__Exercise data__
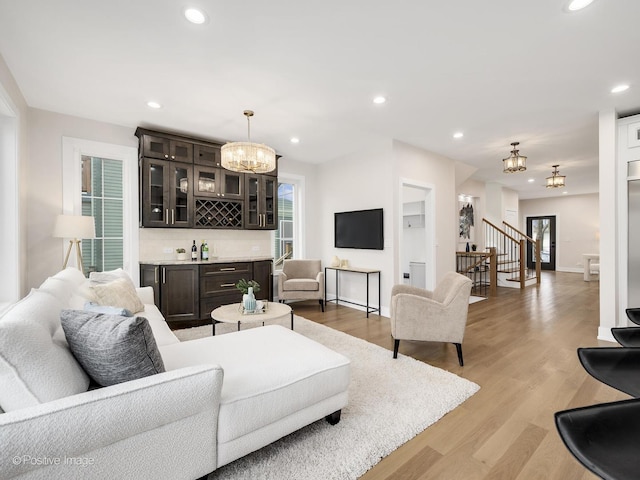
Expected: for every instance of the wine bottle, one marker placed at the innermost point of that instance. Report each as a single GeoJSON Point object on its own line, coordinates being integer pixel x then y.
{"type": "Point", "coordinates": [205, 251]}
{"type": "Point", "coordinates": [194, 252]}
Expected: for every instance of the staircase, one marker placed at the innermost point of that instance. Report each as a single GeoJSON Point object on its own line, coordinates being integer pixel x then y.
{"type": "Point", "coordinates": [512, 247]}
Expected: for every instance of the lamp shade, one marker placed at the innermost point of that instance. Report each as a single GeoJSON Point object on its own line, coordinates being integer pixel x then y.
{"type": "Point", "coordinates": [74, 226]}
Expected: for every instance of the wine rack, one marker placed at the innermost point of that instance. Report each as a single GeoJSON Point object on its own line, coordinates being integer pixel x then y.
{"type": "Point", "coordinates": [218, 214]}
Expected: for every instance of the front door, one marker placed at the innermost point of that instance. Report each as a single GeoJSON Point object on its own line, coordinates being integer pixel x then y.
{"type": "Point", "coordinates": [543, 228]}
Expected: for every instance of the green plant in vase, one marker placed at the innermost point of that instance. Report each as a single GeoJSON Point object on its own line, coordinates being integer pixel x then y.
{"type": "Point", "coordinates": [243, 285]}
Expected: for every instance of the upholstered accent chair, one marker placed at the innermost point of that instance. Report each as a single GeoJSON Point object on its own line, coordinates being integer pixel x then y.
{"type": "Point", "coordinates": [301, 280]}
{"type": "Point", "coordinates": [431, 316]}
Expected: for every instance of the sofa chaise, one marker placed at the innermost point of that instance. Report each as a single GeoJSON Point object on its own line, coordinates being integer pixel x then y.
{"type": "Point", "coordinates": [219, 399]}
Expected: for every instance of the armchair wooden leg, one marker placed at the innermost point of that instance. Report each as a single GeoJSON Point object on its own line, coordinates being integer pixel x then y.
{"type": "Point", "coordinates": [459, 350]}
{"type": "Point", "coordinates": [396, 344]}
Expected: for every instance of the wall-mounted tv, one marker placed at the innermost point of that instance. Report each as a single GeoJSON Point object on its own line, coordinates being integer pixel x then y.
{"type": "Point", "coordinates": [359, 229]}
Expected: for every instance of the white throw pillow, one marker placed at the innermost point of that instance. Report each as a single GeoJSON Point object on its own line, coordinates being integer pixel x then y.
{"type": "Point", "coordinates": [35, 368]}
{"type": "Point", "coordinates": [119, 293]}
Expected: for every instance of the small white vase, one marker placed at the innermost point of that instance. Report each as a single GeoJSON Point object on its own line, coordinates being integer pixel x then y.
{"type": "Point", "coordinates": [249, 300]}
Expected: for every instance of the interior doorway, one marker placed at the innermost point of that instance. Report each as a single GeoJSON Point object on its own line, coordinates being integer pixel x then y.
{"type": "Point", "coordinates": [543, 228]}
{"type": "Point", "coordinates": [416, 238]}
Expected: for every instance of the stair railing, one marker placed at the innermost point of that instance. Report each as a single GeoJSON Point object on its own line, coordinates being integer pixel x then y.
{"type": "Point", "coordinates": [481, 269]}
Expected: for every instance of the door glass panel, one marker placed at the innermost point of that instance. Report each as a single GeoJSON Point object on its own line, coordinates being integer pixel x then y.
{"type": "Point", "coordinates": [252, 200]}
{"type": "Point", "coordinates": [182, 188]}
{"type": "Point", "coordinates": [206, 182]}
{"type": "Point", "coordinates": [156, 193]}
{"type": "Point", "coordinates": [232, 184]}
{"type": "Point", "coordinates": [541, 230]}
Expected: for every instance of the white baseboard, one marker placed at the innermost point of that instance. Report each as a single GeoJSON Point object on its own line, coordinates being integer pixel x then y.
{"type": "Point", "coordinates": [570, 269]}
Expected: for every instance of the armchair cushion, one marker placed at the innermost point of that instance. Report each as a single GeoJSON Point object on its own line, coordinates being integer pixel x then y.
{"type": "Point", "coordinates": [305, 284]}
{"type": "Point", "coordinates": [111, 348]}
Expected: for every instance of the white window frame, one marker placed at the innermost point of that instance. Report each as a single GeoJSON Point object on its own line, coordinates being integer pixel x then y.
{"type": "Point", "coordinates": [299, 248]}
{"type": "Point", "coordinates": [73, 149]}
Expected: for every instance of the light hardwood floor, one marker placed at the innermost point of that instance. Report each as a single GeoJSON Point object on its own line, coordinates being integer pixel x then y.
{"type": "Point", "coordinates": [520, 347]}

__How to complete this task__
When you transcribe the entries, reproduce each line exactly and skip any picture.

__Answer for the task__
Expected: for every instance of the wine bottle, one marker placed at the innermost point of that instance. Report each as a single GeoJSON Point object on its own line, coordinates being integer pixel x then y.
{"type": "Point", "coordinates": [205, 251]}
{"type": "Point", "coordinates": [194, 252]}
Expected: for every instance of the staircase, one marker placed at the innermost point of that instance. Report each as a single GeoJSON Point object on its own line, coordinates being integer pixel x then y.
{"type": "Point", "coordinates": [512, 247]}
Expected: for every instance of the lamp shade, one marker placed at the innermost point of that instance. Report each as a single GeoJSON Point object on its own line, coordinates being integer pixel x then y.
{"type": "Point", "coordinates": [74, 226]}
Expected: for every instance of the wine rack, one marker placed at the innermost point of that instance. Report each as a single GeoJSON Point object on its own line, coordinates being integer pixel x then y.
{"type": "Point", "coordinates": [218, 214]}
Expected: for every instance of the front door, one marker placed at the innermost point of that instance. Report each as a single GeoJSON Point object on its own line, coordinates being integer pixel x then y.
{"type": "Point", "coordinates": [543, 228]}
Expected: for every instance of the green plant in vase, one marker placed at the innermost point of that instance. Report each as a single GeoJSON Point object on its own line, coordinates being integer pixel x then y.
{"type": "Point", "coordinates": [243, 285]}
Expected: for every instance of the upholstered accent chair, one marker placed at the innermost point of that instance. Report each as a single GeoJSON Point object on its own line, coordinates being integer pixel x then y.
{"type": "Point", "coordinates": [301, 280]}
{"type": "Point", "coordinates": [431, 316]}
Expected: for every instance of the sofa chaise, one marker placed at the innermost point of that instance. Report each as a single GeoJSON Point object on its own line, coordinates being integer pixel x then y.
{"type": "Point", "coordinates": [219, 399]}
Expected: for every instance of the armchair wooden leg, one marker placed at the innermost point of that instance. Report each as a single GeoJSON Point object on its own line, coordinates being integer pixel x then y.
{"type": "Point", "coordinates": [459, 350]}
{"type": "Point", "coordinates": [396, 344]}
Expected: for every instance of the wall-mounted tv, one marker placed at the innermost point of that instance. Report each as a single GeoJSON Point object on its own line, coordinates being integer pixel x then y.
{"type": "Point", "coordinates": [359, 229]}
Expected: for every instance of the white throw pillow, one marker placed at the innermost point of that instance. Report each as a single GeoJSON Point object on its own line, coordinates being integer pixel x then y.
{"type": "Point", "coordinates": [35, 368]}
{"type": "Point", "coordinates": [119, 293]}
Expected: for every instance of the small white vase, one marker placed at the innermost point of that instance. Report each as a single GeoJSON Point object on its own line, coordinates being integer pixel x then y.
{"type": "Point", "coordinates": [249, 300]}
Expected: for every instance of the interior doorway, one marker placed at the innermost point of that instance. Report each as a single GeoJSON Point object on its own line, coordinates being integer pixel x then y.
{"type": "Point", "coordinates": [543, 228]}
{"type": "Point", "coordinates": [416, 238]}
Expected: for every instance of the stair railing, one marker placed at the innermost point of that instance. Report each as a single GeoJSON Point object on its own line, coordinates being integer pixel x then y.
{"type": "Point", "coordinates": [481, 269]}
Expected: for every instance of the door glass panel, one marker placed at the innermost point of that instance. Report each as a single GeoJSON Point object on its own line, coordinates being integer pixel x then y.
{"type": "Point", "coordinates": [252, 200]}
{"type": "Point", "coordinates": [182, 188]}
{"type": "Point", "coordinates": [206, 182]}
{"type": "Point", "coordinates": [156, 193]}
{"type": "Point", "coordinates": [232, 184]}
{"type": "Point", "coordinates": [541, 230]}
Expected: for every instance of the white baseboard, one marker placed at the innermost point of that instance. Report each as a single GeoJSON Point object on its own line, coordinates being integer pixel x then y.
{"type": "Point", "coordinates": [570, 269]}
Expected: for every instance of the armchair cushion, one marker placed at the innermost point of that instance. Report each as a single GeoJSON Point object on its own line, coordinates being integer pixel x then y.
{"type": "Point", "coordinates": [305, 284]}
{"type": "Point", "coordinates": [111, 348]}
Expected: for every instance of the white window frame, one marker placed at the innermost point of that instance. Report each as a single GeoJSON Point object on its own line, coordinates being integer pixel x then y.
{"type": "Point", "coordinates": [299, 248]}
{"type": "Point", "coordinates": [73, 149]}
Expected: for every instance of the light hardwood floor, one marker placed at the innermost point of that instance. Report each as a single GeoJSON Point object on its own line, coordinates being integer pixel x then y.
{"type": "Point", "coordinates": [520, 347]}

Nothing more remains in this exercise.